> [Set exercise] Rewrite the records below, replacing each "Objective" with "Goal" and leaving everything else as it is.

Pointing records:
------------------------------------

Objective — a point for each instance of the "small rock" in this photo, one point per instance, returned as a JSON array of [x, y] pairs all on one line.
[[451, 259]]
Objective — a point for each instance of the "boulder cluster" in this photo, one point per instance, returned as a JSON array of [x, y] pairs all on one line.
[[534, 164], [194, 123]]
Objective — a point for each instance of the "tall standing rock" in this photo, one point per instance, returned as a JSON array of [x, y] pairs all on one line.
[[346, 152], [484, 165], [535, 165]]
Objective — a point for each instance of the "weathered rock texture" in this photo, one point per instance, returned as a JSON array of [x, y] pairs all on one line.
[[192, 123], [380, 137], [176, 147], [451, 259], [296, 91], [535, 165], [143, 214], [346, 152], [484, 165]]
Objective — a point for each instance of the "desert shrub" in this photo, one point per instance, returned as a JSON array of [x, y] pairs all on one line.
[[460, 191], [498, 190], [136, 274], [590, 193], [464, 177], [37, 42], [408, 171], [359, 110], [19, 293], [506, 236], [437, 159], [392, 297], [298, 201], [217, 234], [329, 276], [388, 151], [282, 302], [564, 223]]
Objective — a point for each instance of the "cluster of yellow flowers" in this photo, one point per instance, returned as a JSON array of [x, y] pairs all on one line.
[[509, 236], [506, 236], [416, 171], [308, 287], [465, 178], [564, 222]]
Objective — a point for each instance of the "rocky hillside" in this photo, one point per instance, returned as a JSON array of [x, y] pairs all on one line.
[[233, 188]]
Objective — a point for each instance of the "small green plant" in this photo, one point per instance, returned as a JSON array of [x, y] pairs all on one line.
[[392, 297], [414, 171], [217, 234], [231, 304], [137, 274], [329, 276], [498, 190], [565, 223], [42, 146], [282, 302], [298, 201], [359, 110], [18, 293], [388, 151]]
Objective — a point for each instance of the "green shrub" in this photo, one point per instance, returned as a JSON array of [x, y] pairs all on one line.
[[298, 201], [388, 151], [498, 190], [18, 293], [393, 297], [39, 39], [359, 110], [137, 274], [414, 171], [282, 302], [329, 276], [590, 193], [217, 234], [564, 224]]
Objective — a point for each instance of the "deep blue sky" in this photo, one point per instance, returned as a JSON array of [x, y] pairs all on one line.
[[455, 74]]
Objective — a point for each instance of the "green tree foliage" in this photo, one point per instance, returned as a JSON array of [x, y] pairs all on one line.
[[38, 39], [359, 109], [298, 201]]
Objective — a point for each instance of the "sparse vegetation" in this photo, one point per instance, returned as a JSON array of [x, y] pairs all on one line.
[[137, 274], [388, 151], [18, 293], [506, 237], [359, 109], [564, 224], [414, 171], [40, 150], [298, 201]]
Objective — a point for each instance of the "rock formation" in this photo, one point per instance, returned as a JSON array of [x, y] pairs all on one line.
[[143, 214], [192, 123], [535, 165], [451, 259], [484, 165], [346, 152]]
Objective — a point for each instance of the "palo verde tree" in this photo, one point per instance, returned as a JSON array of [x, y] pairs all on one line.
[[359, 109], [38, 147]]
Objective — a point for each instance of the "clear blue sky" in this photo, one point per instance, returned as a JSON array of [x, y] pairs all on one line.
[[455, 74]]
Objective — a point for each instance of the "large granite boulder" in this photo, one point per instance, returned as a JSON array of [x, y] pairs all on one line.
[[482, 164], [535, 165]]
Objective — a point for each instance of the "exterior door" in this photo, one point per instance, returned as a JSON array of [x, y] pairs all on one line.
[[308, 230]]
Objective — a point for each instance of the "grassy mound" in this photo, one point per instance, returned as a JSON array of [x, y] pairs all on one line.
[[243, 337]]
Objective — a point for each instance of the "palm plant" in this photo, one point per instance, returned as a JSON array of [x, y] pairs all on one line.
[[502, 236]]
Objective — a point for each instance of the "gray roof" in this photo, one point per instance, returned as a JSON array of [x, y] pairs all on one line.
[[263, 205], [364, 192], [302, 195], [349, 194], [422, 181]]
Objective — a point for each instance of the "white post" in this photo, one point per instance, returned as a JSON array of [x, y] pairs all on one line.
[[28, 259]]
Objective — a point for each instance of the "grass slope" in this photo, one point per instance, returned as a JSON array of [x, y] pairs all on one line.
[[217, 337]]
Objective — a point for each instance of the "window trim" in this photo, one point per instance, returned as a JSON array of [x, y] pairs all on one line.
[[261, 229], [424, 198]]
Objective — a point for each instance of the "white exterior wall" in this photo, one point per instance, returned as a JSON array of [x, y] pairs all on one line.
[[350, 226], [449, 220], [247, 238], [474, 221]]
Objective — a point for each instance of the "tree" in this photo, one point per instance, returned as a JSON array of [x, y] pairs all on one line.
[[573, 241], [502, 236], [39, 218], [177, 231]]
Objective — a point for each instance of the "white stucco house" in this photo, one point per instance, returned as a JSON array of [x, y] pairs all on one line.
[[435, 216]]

------------------------------------

> [Output for this exercise]
Goal — a point for each instance of the "small rock" in this photo, one point per instance, returned as a JSON array of [x, y] pairs all on one line.
[[451, 259]]
Goal — a point for each instance of the "boulder cluster" in this photo, one point per instance, returned as a JSON array of [x, y] pairs all on one line.
[[534, 164], [194, 123]]
Goal — a point for each instance of the "tall standing rock" in this photo, one point per instance, returned as a JSON array of [x, y] pairs all on one line.
[[346, 152], [484, 165], [535, 165]]
Goal — a point for each instance of the "weathered rock texture" in this photo, one point per instance, returned as a JSON array of [x, y] pairs all on one line.
[[192, 123], [380, 137], [176, 147], [451, 259], [296, 91], [535, 165], [143, 214], [346, 152], [484, 165]]
Goal — a point for each instance of the "desert shrub" in this photo, one point per instance, returned as a JSON array of [x, y] pairs all on one line.
[[460, 191], [498, 190], [136, 274], [590, 193], [464, 177], [37, 42], [408, 171], [359, 110], [19, 293], [506, 236], [437, 159], [392, 297], [298, 201], [217, 234], [329, 276], [388, 151], [282, 302], [564, 223]]
Goal — a point for each instance of the "cluster of yellow flowers" in this photo, one point per instance, returned as a JSON array of [x, y] pairs all on one line.
[[509, 236], [506, 236], [416, 171], [308, 287], [465, 178], [564, 222]]
Goal — a point for each instance of the "rocky hillside" in this photo, one point per instance, returned as a JSON array of [x, y] pairs all on one line.
[[233, 188]]
Goal — a point for each instance of the "small green plant" in this photo, one point per instance, returned as a JSON array of [x, y] pairs all on one line.
[[392, 297], [414, 171], [217, 234], [231, 304], [137, 274], [329, 276], [498, 190], [565, 223], [42, 146], [282, 302], [298, 201], [359, 110], [18, 293], [388, 151]]
Goal — a point for each instance of the "green shrub" in this photo, one point per instance, returned as a JSON array of [x, y] pairs all on one line.
[[298, 201], [388, 151], [498, 190], [18, 293], [393, 297], [39, 39], [359, 110], [137, 274], [414, 171], [282, 302], [329, 276], [590, 193], [217, 234], [564, 224]]
Goal — a point for each instance of the "deep blue sky" in this photo, one point per instance, returned as a JSON array of [x, y] pairs all on one line.
[[455, 74]]
Goal — a point for each instance of the "green tree foliage" in this photo, one point per instance, returned as a JSON array of [x, y] pairs all on one line.
[[38, 39], [359, 109], [298, 201]]
Goal — a point for each instance of the "sparse vegetation" in this photo, one point per instance, returned as a JSON array of [x, y] pairs all on one line.
[[137, 274], [388, 151], [18, 293], [506, 237], [359, 109], [564, 224], [414, 171], [40, 150], [298, 201]]
Goal — a point for each instance of the "rock formation" in this photo, one point per instance, returned as a JSON array of [x, y] pairs all on one line.
[[143, 214], [192, 123], [535, 165], [451, 259], [484, 165], [346, 152]]
Goal — a point for each instance of the "palo verde tree" in this photo, one point per instance, returned as a JSON array of [x, y] pairs all on one line.
[[359, 109], [38, 147]]
Goal — a point for each instance of the "clear blue sky" in this photo, one point per instance, returned as a JSON array of [x, y] pairs all on one line.
[[455, 74]]
Goal — a point for each instance of the "large granite boulder" in this photo, one point per instance, returned as a JSON array of [x, y] pairs all on one line.
[[482, 164], [535, 165]]
Goal — a point for each instance of the "exterior door" in this photo, one point per instance, returned as a JSON array of [x, y] pairs all on one line.
[[308, 230]]
Goal — a point for each instance of the "grassy mound" in this photo, one point per instance, returned as a JSON array of [x, y] pairs all on one line.
[[243, 337]]
Goal — a point for each instance of the "palm plant" in this photo, one point per instance, returned as a JSON array of [x, y] pairs all on one line.
[[502, 236]]
Goal — a point for each instance of the "gray roof" in this photo, one point per instance, returned as a JSON array of [x, y] pairs all on one line.
[[263, 205], [364, 192], [302, 195], [349, 194], [422, 181]]
Goal — a point for each instance of the "white post" in this photo, one point per instance, returned as a JSON array of [x, y] pairs all on one line.
[[28, 259]]
Goal — a point for each instance of the "grass slope" in this photo, one point per instance, returned as a JSON array of [x, y] pairs all on one line.
[[217, 337]]
Goal — a point for each instance of the "window trim" in this photo, one point per instance, returned as a JSON array of [x, y] pairs all on one line.
[[261, 229], [424, 198]]
Goal — a point for each instance of the "white exterior wall" in this photo, one point per instance, returned as a JSON array of [x, y] pairs all on one line.
[[350, 226], [449, 220], [247, 238], [474, 221]]
Goal — a point for each instance of the "tree" in this photo, one point per instance, returned as a JSON array of [x, y] pairs all on one line.
[[573, 241], [502, 236], [39, 218], [177, 231]]
Goal — a point for each instance of the "white stucco house" in this photo, one point per instance, returned as a JSON array of [x, y] pairs all on one line.
[[435, 216]]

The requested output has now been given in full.